=== Data in this exercise ===

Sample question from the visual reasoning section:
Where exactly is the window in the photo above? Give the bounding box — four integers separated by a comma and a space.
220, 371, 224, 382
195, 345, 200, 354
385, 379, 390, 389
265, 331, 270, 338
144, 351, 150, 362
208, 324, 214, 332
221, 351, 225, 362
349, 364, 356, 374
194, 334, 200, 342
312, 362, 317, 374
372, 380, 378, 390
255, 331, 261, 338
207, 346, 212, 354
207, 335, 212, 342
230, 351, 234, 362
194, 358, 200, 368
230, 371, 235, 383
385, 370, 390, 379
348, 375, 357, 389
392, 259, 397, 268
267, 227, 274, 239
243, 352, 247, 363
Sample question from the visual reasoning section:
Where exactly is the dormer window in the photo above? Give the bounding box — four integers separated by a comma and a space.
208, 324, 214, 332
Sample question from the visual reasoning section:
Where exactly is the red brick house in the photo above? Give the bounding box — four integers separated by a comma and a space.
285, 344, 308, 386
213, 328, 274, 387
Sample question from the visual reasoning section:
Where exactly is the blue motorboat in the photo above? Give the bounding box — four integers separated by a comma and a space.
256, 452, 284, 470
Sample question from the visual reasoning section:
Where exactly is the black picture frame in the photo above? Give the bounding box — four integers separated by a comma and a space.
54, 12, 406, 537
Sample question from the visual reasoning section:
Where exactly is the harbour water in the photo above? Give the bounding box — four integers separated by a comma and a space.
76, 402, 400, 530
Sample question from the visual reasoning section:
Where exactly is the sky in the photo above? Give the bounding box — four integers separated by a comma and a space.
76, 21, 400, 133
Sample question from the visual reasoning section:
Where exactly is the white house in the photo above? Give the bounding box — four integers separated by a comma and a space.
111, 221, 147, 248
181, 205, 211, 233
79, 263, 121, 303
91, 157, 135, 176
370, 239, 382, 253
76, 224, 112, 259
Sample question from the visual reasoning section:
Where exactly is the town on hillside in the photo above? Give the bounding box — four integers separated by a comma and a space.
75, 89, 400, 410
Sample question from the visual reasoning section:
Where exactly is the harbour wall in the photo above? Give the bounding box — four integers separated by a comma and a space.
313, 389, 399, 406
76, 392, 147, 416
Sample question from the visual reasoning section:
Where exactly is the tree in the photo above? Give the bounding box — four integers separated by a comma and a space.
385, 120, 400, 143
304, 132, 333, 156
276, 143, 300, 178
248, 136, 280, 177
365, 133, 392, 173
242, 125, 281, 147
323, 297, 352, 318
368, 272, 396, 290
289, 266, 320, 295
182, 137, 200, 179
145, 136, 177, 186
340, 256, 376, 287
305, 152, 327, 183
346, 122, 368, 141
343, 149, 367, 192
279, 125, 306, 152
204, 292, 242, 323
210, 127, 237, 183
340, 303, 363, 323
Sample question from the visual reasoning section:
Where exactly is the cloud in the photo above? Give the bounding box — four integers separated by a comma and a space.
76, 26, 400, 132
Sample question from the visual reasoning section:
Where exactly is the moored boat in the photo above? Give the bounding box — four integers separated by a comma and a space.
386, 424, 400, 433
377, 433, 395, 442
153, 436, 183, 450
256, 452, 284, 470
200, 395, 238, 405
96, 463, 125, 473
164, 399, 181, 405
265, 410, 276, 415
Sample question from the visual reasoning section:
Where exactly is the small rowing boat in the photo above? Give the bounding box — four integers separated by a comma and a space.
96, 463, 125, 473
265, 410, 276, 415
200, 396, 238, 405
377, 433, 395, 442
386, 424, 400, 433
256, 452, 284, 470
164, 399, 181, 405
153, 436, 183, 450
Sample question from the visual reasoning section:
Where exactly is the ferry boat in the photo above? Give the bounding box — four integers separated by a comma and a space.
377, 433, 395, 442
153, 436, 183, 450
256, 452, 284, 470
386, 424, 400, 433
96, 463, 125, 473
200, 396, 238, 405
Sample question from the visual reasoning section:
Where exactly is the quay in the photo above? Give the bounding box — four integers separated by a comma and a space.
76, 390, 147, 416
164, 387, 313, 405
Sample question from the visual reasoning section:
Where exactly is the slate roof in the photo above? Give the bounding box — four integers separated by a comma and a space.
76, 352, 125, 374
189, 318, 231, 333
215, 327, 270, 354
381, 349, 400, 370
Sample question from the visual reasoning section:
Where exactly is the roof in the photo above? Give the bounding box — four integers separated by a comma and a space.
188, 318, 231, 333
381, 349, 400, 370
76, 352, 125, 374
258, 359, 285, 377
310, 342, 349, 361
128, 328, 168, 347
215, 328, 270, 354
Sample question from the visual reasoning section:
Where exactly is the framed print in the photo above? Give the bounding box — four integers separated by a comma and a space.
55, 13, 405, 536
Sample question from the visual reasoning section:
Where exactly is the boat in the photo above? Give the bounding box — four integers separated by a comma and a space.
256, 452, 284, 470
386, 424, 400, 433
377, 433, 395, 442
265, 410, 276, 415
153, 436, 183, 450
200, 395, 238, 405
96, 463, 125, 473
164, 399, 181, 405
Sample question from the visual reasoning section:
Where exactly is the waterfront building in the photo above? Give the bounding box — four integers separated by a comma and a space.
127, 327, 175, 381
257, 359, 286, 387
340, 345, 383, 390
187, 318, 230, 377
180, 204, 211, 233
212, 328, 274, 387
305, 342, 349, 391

===

### What you should do:
Print every record above. Keep each one exactly as it is.

### Task response:
Sample question from the visual reasoning section:
Where exactly is the window in the photo above? Give the bounding box — four integers separated by a comma and a space.
220, 371, 224, 382
195, 345, 200, 354
385, 379, 390, 389
265, 331, 270, 338
144, 351, 150, 362
208, 324, 214, 332
221, 351, 225, 362
349, 364, 356, 374
194, 334, 200, 342
312, 362, 317, 374
372, 380, 378, 390
255, 331, 261, 338
207, 346, 212, 354
207, 335, 212, 342
230, 351, 234, 362
194, 358, 200, 368
230, 371, 235, 383
385, 370, 390, 379
348, 375, 357, 389
392, 259, 397, 268
267, 227, 274, 239
243, 352, 247, 363
Sample question from the visual reasoning section:
Where exactly is the dormer window in the photo above? Give the bounding box — four integers separated by a comma and a space.
208, 324, 214, 332
Sample question from the visual reasoning section:
Where exactly is the red brick house in the photo above? Give the bounding box — four integers separated by a comma and a space.
285, 344, 308, 386
213, 328, 274, 387
Sample question from the visual reasoning section:
Where exactly is the blue motorboat in the photo above? Give the bounding box — four integers separated by a comma and a space.
256, 452, 284, 470
Sample question from the visual reasoning section:
Where exactly is the black picture frame in the photo above? Give the bounding box — four integers separated by a comma and a space.
54, 12, 406, 537
Sample question from the visual reasoning section:
Where exactly is the harbour water in the photo above? Give the bounding box — four integers separated by a comma and a space.
76, 402, 400, 530
Sample question from the visual reasoning section:
Where exactly is the sky in the photo above? Give the bounding box — four integers separated by a comma and a space.
76, 21, 400, 133
Sample question from the visual reasoning section:
Where exactly is the white house in the photo above? Give the bounding box — four integers separated by a comma and a space.
111, 221, 147, 248
181, 205, 211, 233
79, 263, 121, 303
91, 157, 135, 176
370, 239, 382, 253
76, 224, 112, 259
Sample question from the visual reasoning section:
Where exactly is the town on hillside in the photo above? Give the bounding box — four integers separated by a comma and a space.
75, 89, 400, 410
Sample question from the visual reasoning section:
Where exactly is the harbour wall in the photo above? Give the bounding box — four integers separated by a comma and a space.
313, 389, 399, 406
76, 392, 147, 416
Sample question from the visual reasoning section:
Where exactly is the tree in the photo above? Give the bounding box — four integers separated by a comma and a space.
385, 120, 400, 143
304, 132, 333, 156
276, 143, 300, 178
248, 136, 280, 177
365, 133, 392, 173
242, 125, 281, 147
323, 297, 352, 318
368, 272, 396, 290
289, 266, 320, 295
182, 137, 200, 179
145, 136, 177, 186
340, 256, 376, 287
305, 152, 327, 183
346, 122, 368, 141
343, 149, 367, 192
279, 125, 306, 152
204, 292, 242, 323
210, 127, 237, 183
340, 303, 363, 323
Sample question from the visual reasoning section:
Where exactly is the cloud in the photo above? Give the bounding box — four integers separated by a comma and a space.
76, 26, 400, 132
Sample question from the visual reasoning section:
Where exactly is the moored boat in the photo above? Give the bounding box — four integers separated by a comma and a space.
386, 424, 400, 433
377, 433, 395, 442
153, 436, 183, 450
256, 452, 284, 470
200, 395, 238, 405
96, 463, 125, 473
164, 399, 181, 405
265, 410, 276, 415
Sample question from the visual reasoning section:
Where exactly is the small rowing boat in the photo above? Give the bounding box — four integers separated by a comma and a space.
96, 463, 125, 473
265, 410, 276, 415
200, 396, 238, 405
377, 433, 395, 442
386, 424, 400, 433
256, 452, 284, 470
164, 399, 181, 405
153, 436, 183, 450
Sample question from the visual reasoning section:
Where exactly is the ferry boat in the photo above? Give the bounding box — four integers separated by a comma and a space.
377, 433, 395, 442
153, 436, 183, 450
256, 452, 284, 470
386, 424, 400, 433
96, 463, 125, 473
200, 396, 238, 405
Sample question from the visual reasoning section:
Where exactly is the quay in the photo above? Give the bounding box — four integers separated by a comma and a space.
76, 390, 147, 416
164, 387, 313, 405
Sample question from the visual reasoning section:
Where exactly is the slate roof in the photo above? Give the bounding box — four integers separated by a comma and a space.
76, 352, 125, 374
189, 318, 231, 333
215, 327, 270, 354
381, 349, 400, 370
Sample question from the visual reasoning section:
Where exactly is the roof in the photo above? Give the bounding box — four integers separated by a comma and a space.
188, 318, 231, 333
381, 349, 400, 370
76, 352, 125, 374
258, 359, 285, 377
310, 342, 349, 361
128, 328, 168, 347
215, 328, 270, 354
Sample question from the visual reasoning section:
Where exactly is the framed print in the photo above? Give the bounding box — four integers separated by a comma and a space.
55, 13, 405, 536
Sample question from the visual reasoning section:
Where exactly is the boat in the photo above? Give the bounding box — four integers separated by a comma and a space.
256, 452, 284, 470
386, 424, 400, 433
377, 433, 395, 442
265, 410, 276, 415
153, 436, 183, 450
200, 395, 238, 405
96, 463, 125, 473
164, 399, 181, 405
Sample question from the visual reasoning section:
Where exactly is the waterfront building in the photo above? Give the bounding box — four integers separated by a comma and a space.
127, 327, 175, 381
257, 359, 286, 387
340, 345, 383, 390
187, 318, 230, 377
180, 204, 211, 233
212, 328, 274, 387
305, 342, 349, 391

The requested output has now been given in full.